Provided text:

====================

On Sun, Jun 19, 2011 at 3:41 PM, Japheth Wood <jw...@bard.edu> wrote:
> 6. What is the largest possible sum for any row, column or diagonal?
> 7. What is the least possible sum for any row, column or diagonal?

Good warm-up questions, thanks!

> 8. What is the average of the sums of your rows, columns and diagonals?
> 9. What is the smallest possible average? What is the largest possible
> average?

This is a great idea! I can see how to figure out the answer to this
last question for an arbitrary placement of 1 through 9, but I don't
see anything but brute force for answering it when you're restricted
to anti-magic squares.

--Joshua Zucker

[Japheth Wood]

For #9, I suspect that most arrangements of 1-9 in a 3x3 grid are anti-magic squares. So a pigeonhole style argument could give a lower bound on the minimum average sum, and then brute force could show it's attainable. At least, that's what I think could happen (but I haven't tried to with out the details).
Something very similar happened with the Rubik's cube - theoretical arguments gave bounds on "God's number", and decades of brute force and programming verified it eventually last summer.
Japheth

[Joshua Zucker]

On Sun, Jun 19, 2011 at 6:45 PM, Japheth Wood <japhe...@gmail.com> wrote:
> For #9, I suspect that most arrangements of 1-9 in a 3x3 grid are anti-magic
> squares. So a pigeonhole style argument could give a lower bound on the
> minimum average sum, and then brute force could show it's attainable. At
> least, that's what I think could happen (but I haven't tried to with out the
> details).

====================

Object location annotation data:
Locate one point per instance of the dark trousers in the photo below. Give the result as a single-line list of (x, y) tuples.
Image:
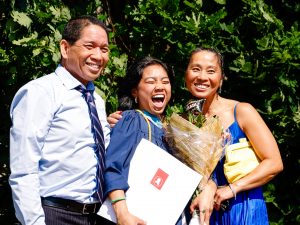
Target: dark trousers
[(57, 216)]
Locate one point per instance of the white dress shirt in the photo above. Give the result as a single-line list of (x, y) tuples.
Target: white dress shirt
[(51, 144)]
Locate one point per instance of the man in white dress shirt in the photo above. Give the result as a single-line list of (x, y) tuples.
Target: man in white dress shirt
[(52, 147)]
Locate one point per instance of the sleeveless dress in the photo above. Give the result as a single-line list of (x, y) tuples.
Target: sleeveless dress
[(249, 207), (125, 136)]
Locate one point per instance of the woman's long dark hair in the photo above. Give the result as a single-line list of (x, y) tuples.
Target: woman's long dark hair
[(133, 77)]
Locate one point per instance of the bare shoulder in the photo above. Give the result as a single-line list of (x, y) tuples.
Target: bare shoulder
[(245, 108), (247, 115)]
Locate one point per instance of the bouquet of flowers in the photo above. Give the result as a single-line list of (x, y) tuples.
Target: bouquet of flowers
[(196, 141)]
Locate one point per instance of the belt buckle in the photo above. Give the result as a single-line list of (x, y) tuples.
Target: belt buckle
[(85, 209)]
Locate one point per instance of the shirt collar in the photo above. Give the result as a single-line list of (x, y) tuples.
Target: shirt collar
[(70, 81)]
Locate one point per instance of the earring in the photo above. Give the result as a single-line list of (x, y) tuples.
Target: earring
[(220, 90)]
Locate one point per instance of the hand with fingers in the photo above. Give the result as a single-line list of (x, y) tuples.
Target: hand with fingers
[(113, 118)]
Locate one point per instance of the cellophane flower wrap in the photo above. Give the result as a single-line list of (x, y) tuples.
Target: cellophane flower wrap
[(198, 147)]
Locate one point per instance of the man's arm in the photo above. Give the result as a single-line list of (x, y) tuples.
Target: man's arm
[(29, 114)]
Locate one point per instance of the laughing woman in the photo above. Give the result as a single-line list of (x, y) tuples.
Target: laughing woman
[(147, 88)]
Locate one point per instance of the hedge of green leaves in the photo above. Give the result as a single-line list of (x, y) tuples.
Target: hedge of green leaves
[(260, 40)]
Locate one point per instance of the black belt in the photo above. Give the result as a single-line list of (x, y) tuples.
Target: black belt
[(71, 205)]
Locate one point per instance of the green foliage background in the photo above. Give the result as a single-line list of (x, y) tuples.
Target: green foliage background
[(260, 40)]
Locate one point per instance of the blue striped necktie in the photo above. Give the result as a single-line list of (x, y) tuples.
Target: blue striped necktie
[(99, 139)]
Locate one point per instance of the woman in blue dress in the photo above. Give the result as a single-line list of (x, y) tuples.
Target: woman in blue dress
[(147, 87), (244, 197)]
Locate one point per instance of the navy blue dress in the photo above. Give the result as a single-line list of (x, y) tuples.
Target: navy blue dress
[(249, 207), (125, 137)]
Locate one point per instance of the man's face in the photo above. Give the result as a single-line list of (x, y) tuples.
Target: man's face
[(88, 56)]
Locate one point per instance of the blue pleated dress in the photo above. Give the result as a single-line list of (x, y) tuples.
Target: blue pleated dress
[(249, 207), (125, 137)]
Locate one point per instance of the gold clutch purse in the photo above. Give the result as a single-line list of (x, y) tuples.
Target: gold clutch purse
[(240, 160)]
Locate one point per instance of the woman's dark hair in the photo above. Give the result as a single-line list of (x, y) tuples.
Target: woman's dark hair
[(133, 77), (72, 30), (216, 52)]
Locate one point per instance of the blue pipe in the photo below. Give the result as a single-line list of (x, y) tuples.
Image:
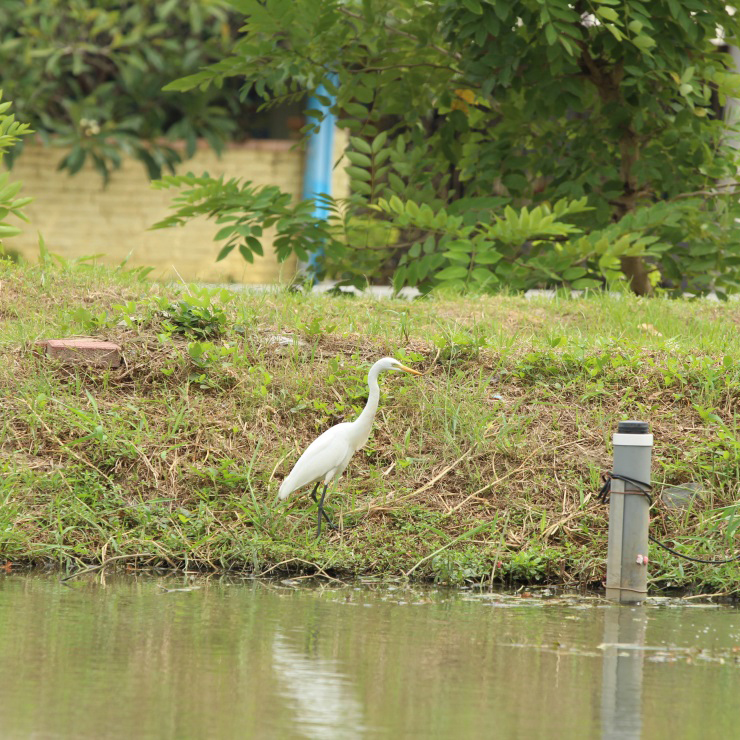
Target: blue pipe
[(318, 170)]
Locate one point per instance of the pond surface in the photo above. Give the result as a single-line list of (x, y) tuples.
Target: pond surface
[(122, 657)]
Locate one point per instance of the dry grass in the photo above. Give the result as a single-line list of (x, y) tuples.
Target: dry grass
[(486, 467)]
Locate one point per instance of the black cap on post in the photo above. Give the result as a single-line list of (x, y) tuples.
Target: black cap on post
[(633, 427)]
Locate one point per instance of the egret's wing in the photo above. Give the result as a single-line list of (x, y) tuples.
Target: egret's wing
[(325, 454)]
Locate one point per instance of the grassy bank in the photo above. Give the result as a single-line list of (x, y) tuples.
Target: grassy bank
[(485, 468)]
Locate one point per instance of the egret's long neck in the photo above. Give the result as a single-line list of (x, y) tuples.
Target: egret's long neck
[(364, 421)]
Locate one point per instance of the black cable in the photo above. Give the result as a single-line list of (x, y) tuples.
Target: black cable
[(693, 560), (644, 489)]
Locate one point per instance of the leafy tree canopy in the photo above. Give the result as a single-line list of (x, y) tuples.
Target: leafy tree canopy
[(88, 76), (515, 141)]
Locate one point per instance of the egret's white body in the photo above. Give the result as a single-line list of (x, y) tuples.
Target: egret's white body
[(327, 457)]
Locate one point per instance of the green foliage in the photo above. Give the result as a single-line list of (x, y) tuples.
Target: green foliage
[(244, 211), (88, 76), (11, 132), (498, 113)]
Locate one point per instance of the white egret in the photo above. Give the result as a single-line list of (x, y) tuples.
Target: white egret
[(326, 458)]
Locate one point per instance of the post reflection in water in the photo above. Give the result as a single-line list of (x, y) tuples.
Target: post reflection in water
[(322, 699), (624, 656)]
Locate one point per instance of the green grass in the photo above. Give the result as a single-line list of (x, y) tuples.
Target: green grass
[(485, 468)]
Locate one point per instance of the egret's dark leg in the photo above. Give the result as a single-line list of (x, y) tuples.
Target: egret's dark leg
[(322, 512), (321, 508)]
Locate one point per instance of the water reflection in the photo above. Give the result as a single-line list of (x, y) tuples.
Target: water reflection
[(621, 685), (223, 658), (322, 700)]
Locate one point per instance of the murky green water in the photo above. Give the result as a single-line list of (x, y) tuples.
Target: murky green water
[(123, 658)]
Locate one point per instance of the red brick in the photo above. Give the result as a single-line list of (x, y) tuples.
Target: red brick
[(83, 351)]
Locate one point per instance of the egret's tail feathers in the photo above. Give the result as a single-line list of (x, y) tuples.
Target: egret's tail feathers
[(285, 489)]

====================

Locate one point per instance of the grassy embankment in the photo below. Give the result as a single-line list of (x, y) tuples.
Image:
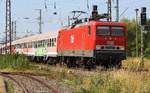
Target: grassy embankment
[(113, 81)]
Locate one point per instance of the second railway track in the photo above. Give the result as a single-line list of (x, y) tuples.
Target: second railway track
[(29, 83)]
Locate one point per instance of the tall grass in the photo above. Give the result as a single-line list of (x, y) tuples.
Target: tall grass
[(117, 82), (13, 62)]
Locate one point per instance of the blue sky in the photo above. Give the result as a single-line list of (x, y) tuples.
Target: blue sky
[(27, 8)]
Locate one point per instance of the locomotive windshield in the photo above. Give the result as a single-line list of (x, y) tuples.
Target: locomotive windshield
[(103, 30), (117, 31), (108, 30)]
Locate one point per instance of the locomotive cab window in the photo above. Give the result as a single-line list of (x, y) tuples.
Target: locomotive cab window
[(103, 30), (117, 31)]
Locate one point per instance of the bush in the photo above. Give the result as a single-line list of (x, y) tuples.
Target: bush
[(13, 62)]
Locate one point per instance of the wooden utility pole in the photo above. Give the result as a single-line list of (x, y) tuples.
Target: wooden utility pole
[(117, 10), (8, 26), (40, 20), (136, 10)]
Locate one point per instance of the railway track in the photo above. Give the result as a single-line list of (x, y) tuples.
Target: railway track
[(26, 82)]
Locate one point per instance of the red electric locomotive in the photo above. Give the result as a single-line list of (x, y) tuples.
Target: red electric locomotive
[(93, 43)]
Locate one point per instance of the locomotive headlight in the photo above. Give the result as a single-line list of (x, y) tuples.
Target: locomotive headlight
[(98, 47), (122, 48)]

====================

Parts of the exercise:
a: Decide whether each statement agrees with the thread on anti-magic squares, answering yes or no and quoting the deciding words. (i) Joshua Zucker says he can see how to answer the last question for any placement of 1 through 9. (ii) Japheth Wood says he has already worked out the details of the pigeonhole argument. (iii) According to the thread, brute force settled the Rubik's cube question within a single year.
b: Write the next part of the thread on anti-magic squares, picking up after its final quoted line.

Task-by-task outputs:
a:
(i) Yes: "I can see how to figure out the answer to this last question for an arbitrary placement of 1 through 9"
(ii) No: "(but I haven't tried to with out the details)"
(iii) No: "decades of brute force and programming verified it eventually last summer"

b:
That could be true but I think the fraction of anti-magic is smaller
than you might have expected. I wrote a quick computer program to try
all 9! arrangements (ignoring symmetry and so on, really brute force
in the silliest possible way; I wrote it quickly but it didn't run
quickly!) and it found 24960 of the 362880 were anti-magic.

Assuming all my brute force is correct, I get 107/8 for the minimum
possible average of the eight sums and thus 133/8 for the max because
of the symmetry around the number 5. My program gave both those
results so the fact that it checks with the symmetry is at least
somewhat reassuring. I also looked at a few of them by hand and
checked that they were antimagic.

By the way, I was surprised to find that of the 24960, there were
fully 7520 of them where none of the sums equalled 15. I thought that
avoiding 15 was trickier than that! My brute force also checked
something I had been too lazy to work out by hand, which is that there
are anti-magic squares with whatever number you want in the middle
spot.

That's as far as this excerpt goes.